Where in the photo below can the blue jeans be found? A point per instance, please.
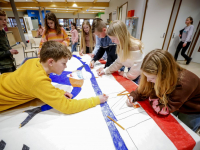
(135, 80)
(191, 120)
(74, 47)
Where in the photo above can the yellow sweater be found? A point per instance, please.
(31, 81)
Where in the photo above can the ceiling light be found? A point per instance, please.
(74, 5)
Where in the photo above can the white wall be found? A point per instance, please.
(137, 5)
(188, 8)
(155, 25)
(20, 13)
(70, 15)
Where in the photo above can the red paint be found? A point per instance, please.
(102, 61)
(168, 124)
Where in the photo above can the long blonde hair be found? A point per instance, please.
(161, 63)
(118, 29)
(83, 44)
::::
§ **Assigned task**: Take the line that contains "Where in the photo above can the red" and every line after it to the end of the entries above, and reproduce them exactly.

§ **Exercise answer**:
Where in the photo above can the red paint be found? A point per instance, please.
(102, 61)
(168, 124)
Where in the photo above can the long blonde hair be found? A point per instance, please.
(161, 63)
(118, 29)
(83, 44)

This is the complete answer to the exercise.